YOUR TASK: Each line must appear in the answer exactly as it does in the data.

SUPPLIED RECORDS:
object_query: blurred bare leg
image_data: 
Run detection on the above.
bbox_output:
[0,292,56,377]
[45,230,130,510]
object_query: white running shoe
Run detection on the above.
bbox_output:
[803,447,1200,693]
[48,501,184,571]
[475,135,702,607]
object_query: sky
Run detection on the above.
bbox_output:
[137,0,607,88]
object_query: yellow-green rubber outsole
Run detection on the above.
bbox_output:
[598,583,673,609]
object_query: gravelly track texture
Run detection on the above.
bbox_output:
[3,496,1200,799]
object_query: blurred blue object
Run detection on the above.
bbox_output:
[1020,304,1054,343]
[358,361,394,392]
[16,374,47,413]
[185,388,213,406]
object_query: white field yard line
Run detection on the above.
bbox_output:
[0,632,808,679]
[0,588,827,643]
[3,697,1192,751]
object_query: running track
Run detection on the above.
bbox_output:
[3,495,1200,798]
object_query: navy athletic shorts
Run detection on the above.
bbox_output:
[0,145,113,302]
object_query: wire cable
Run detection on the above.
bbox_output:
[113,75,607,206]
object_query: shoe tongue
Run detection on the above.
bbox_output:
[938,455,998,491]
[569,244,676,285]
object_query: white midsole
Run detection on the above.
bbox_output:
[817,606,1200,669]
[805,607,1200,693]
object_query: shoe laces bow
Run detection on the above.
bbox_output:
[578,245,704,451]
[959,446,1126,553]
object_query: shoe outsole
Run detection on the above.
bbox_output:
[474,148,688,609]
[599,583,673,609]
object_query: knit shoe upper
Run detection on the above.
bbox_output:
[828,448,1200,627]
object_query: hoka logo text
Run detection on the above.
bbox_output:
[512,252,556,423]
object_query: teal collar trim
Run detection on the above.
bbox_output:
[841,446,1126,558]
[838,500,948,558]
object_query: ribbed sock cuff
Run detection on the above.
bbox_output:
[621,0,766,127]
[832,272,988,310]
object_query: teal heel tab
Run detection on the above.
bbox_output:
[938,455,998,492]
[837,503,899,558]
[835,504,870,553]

REPLY TO THE EXERCISE:
object_query: blurred bare leg
image_data: 
Run detection on the above.
bbox_output:
[0,292,56,377]
[45,230,130,510]
object_query: white running shoe
Run detection on the above.
bbox_output:
[803,447,1200,693]
[48,501,184,571]
[475,135,702,607]
object_query: sky
Run detection on the above.
bbox_output:
[137,0,607,88]
object_query: yellow-green rubber outsole
Run detection on the above.
bbox_output:
[598,583,673,609]
object_query: gravelly track texture
Run detection on the above.
bbox_output:
[3,496,1200,799]
object_query: blurred blue object
Run detection on the above.
bbox_output:
[1020,304,1054,343]
[358,361,394,392]
[16,374,47,413]
[185,388,213,406]
object_query: white field yard line
Run detection on the above.
bbox_output:
[0,632,808,679]
[0,588,827,643]
[3,697,1192,751]
object_query: running track
Run detection on the above.
bbox_output:
[3,495,1200,798]
object_query: navy athletic shorts
Run detection on the above.
bbox_output:
[0,145,113,302]
object_query: wire cable
Run detection on the above.
bbox_output:
[113,75,607,206]
object_query: shoe tongue
Run detection on the above.
bbox_output:
[938,455,998,491]
[569,244,676,285]
object_query: white midsole
Run detection on the above.
bbox_output:
[817,606,1200,669]
[805,607,1200,693]
object_query: shoe laces bow
Run detection on the above.
bbox_output:
[578,245,704,451]
[959,446,1126,553]
object_query: shoe outsole
Run detection on the above.
bbox_output:
[474,148,688,609]
[599,583,673,609]
object_query: knit shoe upper
Run detection on the above.
bbox_output:
[828,448,1200,627]
object_query: hoka logo text
Run detection on the above.
bbox_output:
[512,252,556,423]
object_query: teal collar trim
Run detection on the above.
bbox_output:
[841,446,1126,558]
[838,500,948,558]
object_query: ribbed sock cuff
Run detection on the above.
bbox_output:
[621,0,766,127]
[832,272,988,310]
object_query: teal heel tab
Run detection on the above.
bbox_output:
[938,455,998,492]
[837,503,899,558]
[835,504,870,553]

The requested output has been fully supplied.